_ARTICLE:_
/---
Various further embodiments of the present disclosure relate to semiconductor processing systems including load lock arrangements. As set forth in more detail below, the semiconductor processing systems described herein can be used during the manufacture of electronic devices. Such load lock arrangements can reduce complexity and/or cost of manufacturing devices.

In one aspect, a semiconductor processing system includes a load lock arrangement including a load lock body, a substrate stage housed within the load lock body, and a temperature control assembly including at a proximal end a temperature regulating head located within the load lock body and at a distal end a coupling connected to an elevator for raising and lowering the temperature regulating head, the distal end extending laterally through a side aperture located in a side face of the load lock body such that the distal end is located outside of the load lock body. In such examples, the semiconductor processing system can further include a flexible sealing mechanism connected between the side face of the load lock body and the temperature control assembly, the flexible sealing mechanism maintaining an environment within the load lock body during the movement of the temperature regulating head. In such examples, the semiconductor processing system can further include a back-end transfer module connected to a rear face of the load lock body, the back-end transfer module coupling a process module to the load lock arrangement. In such examples, the semiconductor process system can further include an equipment front-end module connected to a front face of the load lock body, the equipment front-end module housing a front-end substrate transfer robot. In such examples, the elevator is configured for lowering the temperature regulating head to allow the front-end substrate transfer robot to load/unload a substrate and raises the temperature regulating head to position the temperature regulating head proximate to the substrate stage to provide at least one of heating and cooling to a substrate seated on the substrate stage.

In accordance with examples of the disclosure, the semiconductor processing apparatus may also include where the load lock body further includes an upper load lock chamber and a lower load lock chamber, the temperature control assembly being partially disposed within the upper load lock chamber. Other technical features may be readily apparent to one skilled in the art from the following figures, descriptions, and claims.

In accordance with examples of the disclosure, the semiconductor processing apparatus may further include an additional temperature control assembly partially disposed within the lower load lock chamber and coupled to a lower elevator for providing vertical displacement to the additional temperature control assembly. Other technical features may be readily apparent to one skilled in the art from the following figures, descriptions, and claims.
\---
_TASK REQUIREMENTS:_
- 1) Rewrite everything in the load lock passage from "Various further embodiments" down to "of manufacturing devices.", changing "load lock arrangements" to "airlock assemblies".
- 2) Write the next paragraph of the load lock passage, picking up after its final sentence.
The items on this page have no connection to the load lock passage.

_DATASET ROWS:_
/---
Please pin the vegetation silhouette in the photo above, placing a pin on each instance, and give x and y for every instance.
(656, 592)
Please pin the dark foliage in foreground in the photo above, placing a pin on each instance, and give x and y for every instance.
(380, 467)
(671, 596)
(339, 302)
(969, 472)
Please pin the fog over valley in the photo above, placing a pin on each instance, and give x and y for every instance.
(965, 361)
\---
/---
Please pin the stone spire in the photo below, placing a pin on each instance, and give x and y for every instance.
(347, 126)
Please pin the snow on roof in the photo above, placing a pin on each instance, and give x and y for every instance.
\---
/---
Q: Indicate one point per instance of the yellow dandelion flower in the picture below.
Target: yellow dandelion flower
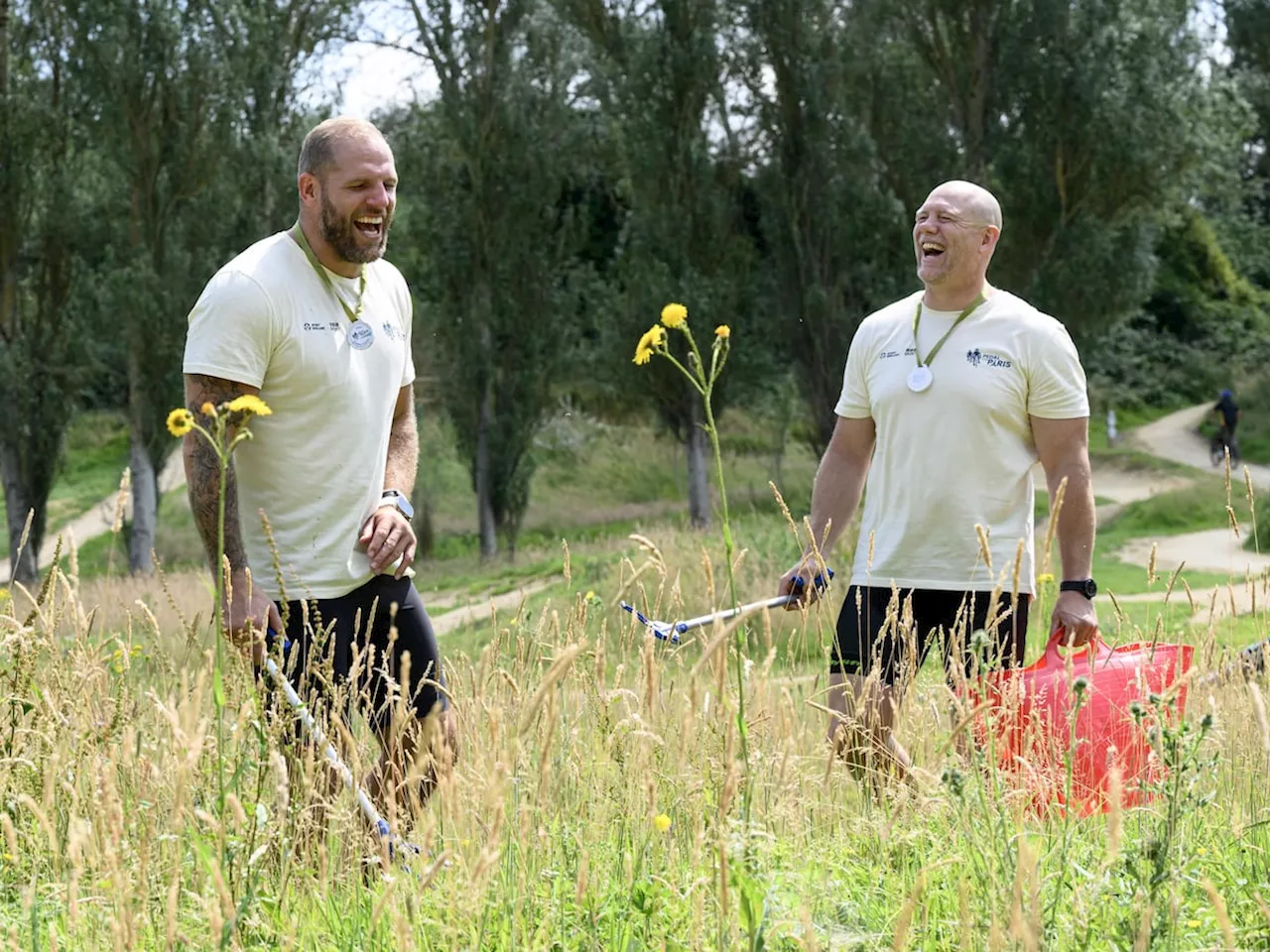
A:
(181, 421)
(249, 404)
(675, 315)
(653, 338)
\---
_RESPONSES TO THE TASKS:_
- 1)
Various further embodiments of the present disclosure relate to semiconductor processing systems including airlock assemblies. As set forth in more detail below, the semiconductor processing systems described herein can be used during the manufacture of electronic devices. Such airlock assemblies can reduce complexity and/or cost of manufacturing devices.

- 2)
Various further embodiments of the present disclosure relate to methods for regulating the temperature of a substrate within a load lock arrangement. As set forth in more detail below, the methods described herein can be used during the manufacture of electronic devices. Such methods can reduce complexity and/or cost of manufacturing devices.

In one aspect, a method of regulating the temperature of a substrate within a load lock arrangement includes, at a load lock body housing a substrate stage, the substrate stage including an upper stage surface and a lower stage surface, the upper stage surface configured for retaining a substrate at a retaining location within the load lock body. In such examples the method can further include lowering a vertical position of a temperature control assembly partially disposed within the load lock body to a load/unload position, the unload/load position being distal from the lower stage surface. In such examples the method can further include seating a process substrate on the upper stage surface at the retaining location, and raising the vertical position of the temperature control assembly to a substrate temperature regulating position proximate to the lower stage surface to enable at least one of heating and cooling to the substrate positioned at the retaining location, where lowering and raising of the temperature control assembly is implemented by an elevator coupled to a distal portion of the temperature control assembly extending outside of the load lock body through an aperture located in a side face of the load lock body.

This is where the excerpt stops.